[Dataset rows]

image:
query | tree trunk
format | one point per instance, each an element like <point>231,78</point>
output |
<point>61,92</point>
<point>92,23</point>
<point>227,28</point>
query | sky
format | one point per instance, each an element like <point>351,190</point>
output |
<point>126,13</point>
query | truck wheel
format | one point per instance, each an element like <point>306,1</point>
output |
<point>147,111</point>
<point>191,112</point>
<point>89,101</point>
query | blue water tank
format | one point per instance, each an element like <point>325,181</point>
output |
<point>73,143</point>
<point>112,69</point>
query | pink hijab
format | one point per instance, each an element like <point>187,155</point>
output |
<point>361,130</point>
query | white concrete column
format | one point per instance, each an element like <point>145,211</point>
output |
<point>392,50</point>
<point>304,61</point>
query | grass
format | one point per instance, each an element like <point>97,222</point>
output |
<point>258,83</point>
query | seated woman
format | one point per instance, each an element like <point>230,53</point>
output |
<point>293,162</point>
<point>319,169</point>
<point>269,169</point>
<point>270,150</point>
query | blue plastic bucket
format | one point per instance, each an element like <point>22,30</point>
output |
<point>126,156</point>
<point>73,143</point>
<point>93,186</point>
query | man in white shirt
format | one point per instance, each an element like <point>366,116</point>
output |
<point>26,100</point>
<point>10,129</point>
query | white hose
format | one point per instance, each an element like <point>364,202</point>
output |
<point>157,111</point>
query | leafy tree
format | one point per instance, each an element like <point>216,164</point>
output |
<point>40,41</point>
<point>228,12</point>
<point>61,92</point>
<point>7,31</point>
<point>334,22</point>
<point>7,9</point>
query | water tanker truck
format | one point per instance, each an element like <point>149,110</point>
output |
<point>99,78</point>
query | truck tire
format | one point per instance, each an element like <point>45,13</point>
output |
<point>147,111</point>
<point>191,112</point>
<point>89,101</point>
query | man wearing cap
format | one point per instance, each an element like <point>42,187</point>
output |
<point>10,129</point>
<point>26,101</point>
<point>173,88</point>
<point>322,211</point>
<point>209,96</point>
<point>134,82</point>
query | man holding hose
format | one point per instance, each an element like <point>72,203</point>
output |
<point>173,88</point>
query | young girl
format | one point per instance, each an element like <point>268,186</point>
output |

• _What is being asked_: Reproduce word for word the lines of the records, starting with the line that contains "query | man wearing cap" and continuing through the final line of the records.

• _The response_:
query | man wearing cap
format | one point per instance, each an element like <point>42,187</point>
output |
<point>10,129</point>
<point>26,101</point>
<point>173,88</point>
<point>322,211</point>
<point>209,96</point>
<point>134,82</point>
query | man holding hose
format | one point per instance, each an element like <point>72,203</point>
output |
<point>173,88</point>
query | young girl
format | one point per instance, each an element like <point>268,186</point>
output |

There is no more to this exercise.